I read this sad and anger inducing article about chiropractic associations in Connecticut refusing to endorse informed consent to neck manipulations even though there have been plenty of cases worldwide that show a very real risk of stroke and death caused by cervical artery dissection and stroke following neck manipulation.
I’ll let you read the referenced article for details. What I want to talk about is how pseudoscience such as chiropractic has gained widespread acceptance in our society. It is taught in colleges and universities where degrees in this, and other pseudoscientific subjects are awarded. It is backed by very powerful lobbies in most state legislatures and can pour millions of dollars into advertising each year. We see all of this even though there is very little scientific evidence of the efficacy of any of the treatments that these pseudoscientific techniques offer beyond that of the placebo effect.
First, let me explain the placebo effect; what it is and how it works. The placebo effect is when you are given a treatment, be it a sugar pill, a shot, a massage or whatever to treat a health issue you are having. The treatment, even though it does not have any active mechanism to actually affect the issue, still causes an improvement.
For example, say you are having back pain and you are given a pill that you are told will help ease the pain. You may find that your pain does actually get better, even though it turns out that the pill was just a sugar pill.

TASK SET:
a - According to the piece on chiropractic, what did chiropractic associations in Connecticut refuse to endorse?
b - From the piece on chiropractic, print the passage that opens with the words "For example, say" and ends after "a sugar pill.".

Photo-based referring expression data

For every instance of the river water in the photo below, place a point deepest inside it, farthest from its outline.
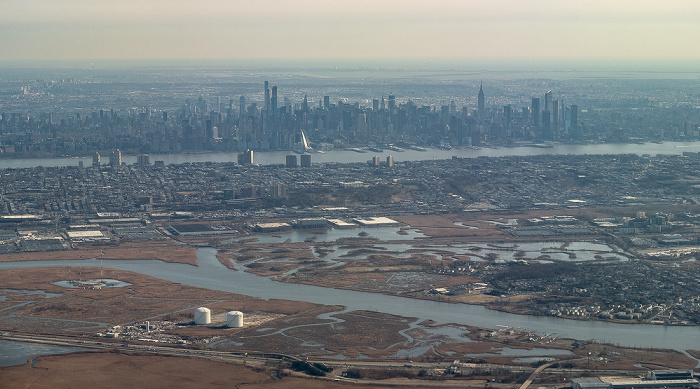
(211, 274)
(347, 156)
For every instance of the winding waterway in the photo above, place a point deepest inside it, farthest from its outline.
(347, 156)
(211, 274)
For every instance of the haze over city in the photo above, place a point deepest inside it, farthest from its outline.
(320, 194)
(612, 32)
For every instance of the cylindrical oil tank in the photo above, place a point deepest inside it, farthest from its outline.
(202, 315)
(234, 319)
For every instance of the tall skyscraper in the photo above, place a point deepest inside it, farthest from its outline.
(548, 101)
(115, 159)
(273, 104)
(241, 108)
(245, 158)
(481, 104)
(556, 126)
(536, 115)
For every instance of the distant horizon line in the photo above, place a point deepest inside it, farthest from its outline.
(278, 62)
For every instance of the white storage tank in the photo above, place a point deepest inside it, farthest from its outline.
(202, 315)
(234, 319)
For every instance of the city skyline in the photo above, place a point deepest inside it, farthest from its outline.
(508, 30)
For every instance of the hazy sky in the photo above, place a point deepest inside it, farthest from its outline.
(336, 29)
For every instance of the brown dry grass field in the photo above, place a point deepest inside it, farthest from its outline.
(117, 370)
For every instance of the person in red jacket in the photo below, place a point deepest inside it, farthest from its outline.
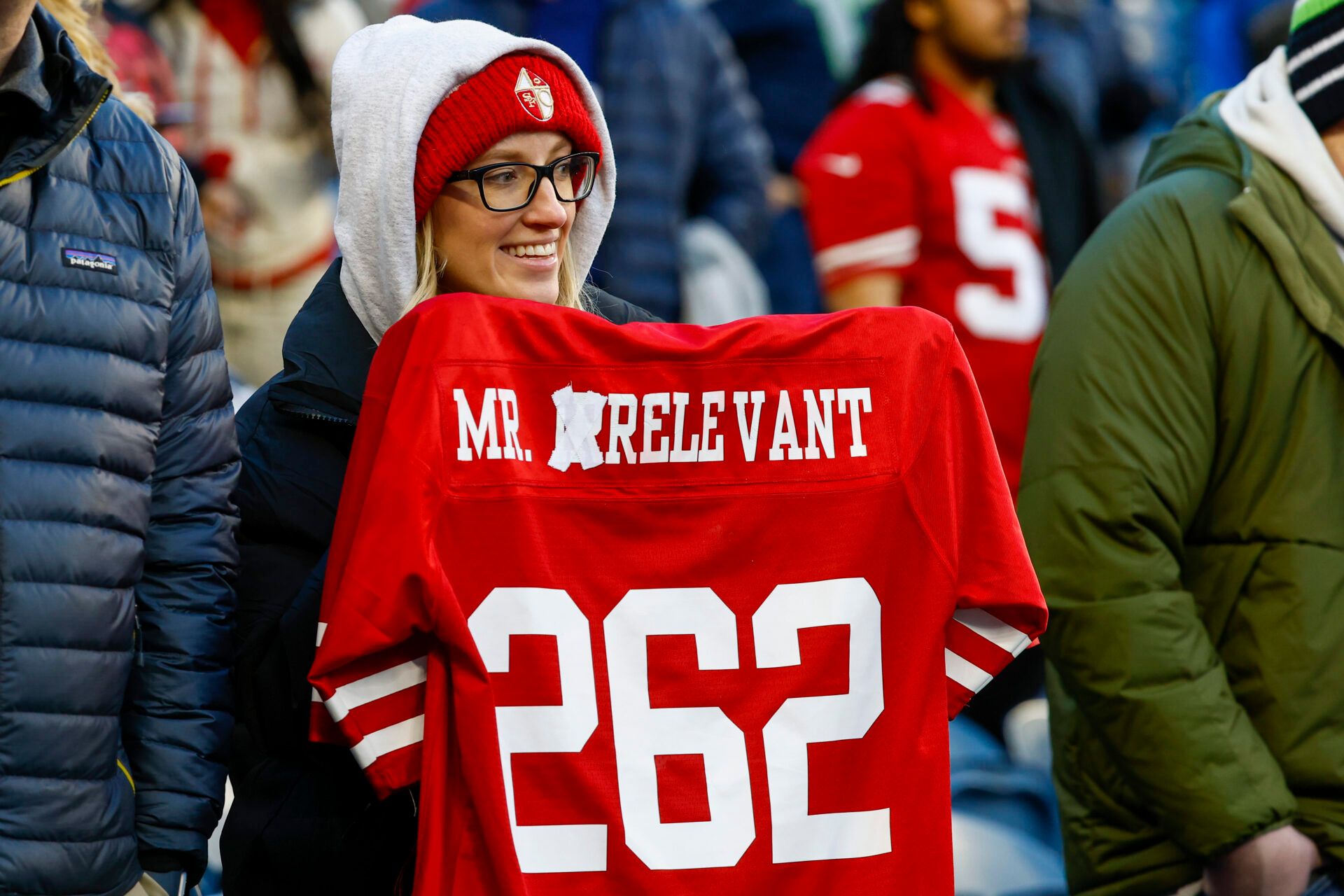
(470, 162)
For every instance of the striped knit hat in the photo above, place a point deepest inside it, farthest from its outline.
(1316, 61)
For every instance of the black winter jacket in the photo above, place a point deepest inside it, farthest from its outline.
(304, 820)
(118, 458)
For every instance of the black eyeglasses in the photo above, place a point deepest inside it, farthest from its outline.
(510, 186)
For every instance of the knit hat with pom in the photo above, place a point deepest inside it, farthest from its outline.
(515, 93)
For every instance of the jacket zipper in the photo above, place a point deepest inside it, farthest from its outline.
(64, 144)
(307, 414)
(127, 773)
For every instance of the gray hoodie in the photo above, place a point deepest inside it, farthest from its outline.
(386, 83)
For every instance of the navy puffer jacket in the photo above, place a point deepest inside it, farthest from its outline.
(118, 458)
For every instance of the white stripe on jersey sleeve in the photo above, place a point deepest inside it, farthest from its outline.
(891, 248)
(993, 629)
(377, 685)
(965, 673)
(385, 741)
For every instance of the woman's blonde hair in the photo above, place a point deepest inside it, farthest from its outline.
(76, 16)
(430, 265)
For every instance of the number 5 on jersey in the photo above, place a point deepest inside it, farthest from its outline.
(643, 732)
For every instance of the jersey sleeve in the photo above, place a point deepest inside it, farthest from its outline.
(961, 498)
(384, 577)
(859, 192)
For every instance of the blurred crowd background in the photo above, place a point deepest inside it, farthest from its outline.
(708, 226)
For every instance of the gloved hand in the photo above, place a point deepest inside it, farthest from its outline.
(172, 881)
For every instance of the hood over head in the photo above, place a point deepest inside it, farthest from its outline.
(386, 81)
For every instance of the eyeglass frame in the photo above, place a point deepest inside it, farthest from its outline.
(543, 172)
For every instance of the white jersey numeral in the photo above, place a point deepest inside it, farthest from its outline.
(643, 732)
(980, 195)
(565, 729)
(800, 837)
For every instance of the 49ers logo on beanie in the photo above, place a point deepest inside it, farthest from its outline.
(536, 94)
(479, 113)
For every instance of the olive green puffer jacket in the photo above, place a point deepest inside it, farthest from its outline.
(1183, 500)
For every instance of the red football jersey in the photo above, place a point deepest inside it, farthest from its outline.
(944, 199)
(667, 609)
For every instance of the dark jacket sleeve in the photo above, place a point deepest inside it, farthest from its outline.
(1120, 451)
(178, 716)
(734, 153)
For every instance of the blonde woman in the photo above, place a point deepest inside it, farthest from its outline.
(470, 162)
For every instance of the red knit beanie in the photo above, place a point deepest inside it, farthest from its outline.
(514, 94)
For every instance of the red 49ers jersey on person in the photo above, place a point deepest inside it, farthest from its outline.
(666, 609)
(944, 199)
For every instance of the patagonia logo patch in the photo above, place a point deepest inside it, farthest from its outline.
(89, 261)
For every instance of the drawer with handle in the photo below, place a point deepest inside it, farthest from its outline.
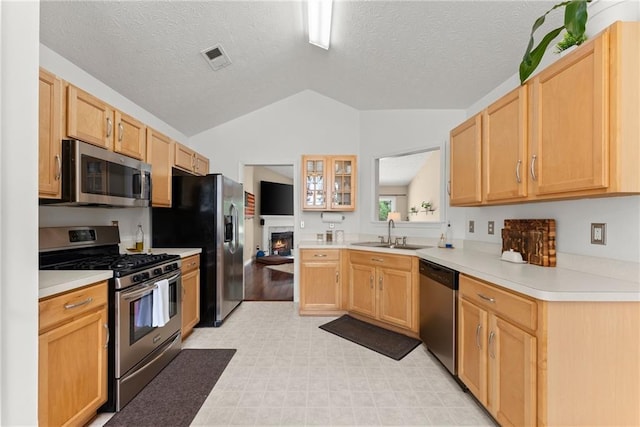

EXERCISE ANSWERS:
a - Informed consent to neck manipulations.

b -
For example, say you are having back pain and you are given a pill that you are told will help ease the pain. You may find that your pain does actually get better, even though it turns out that the pill was just a sugar pill.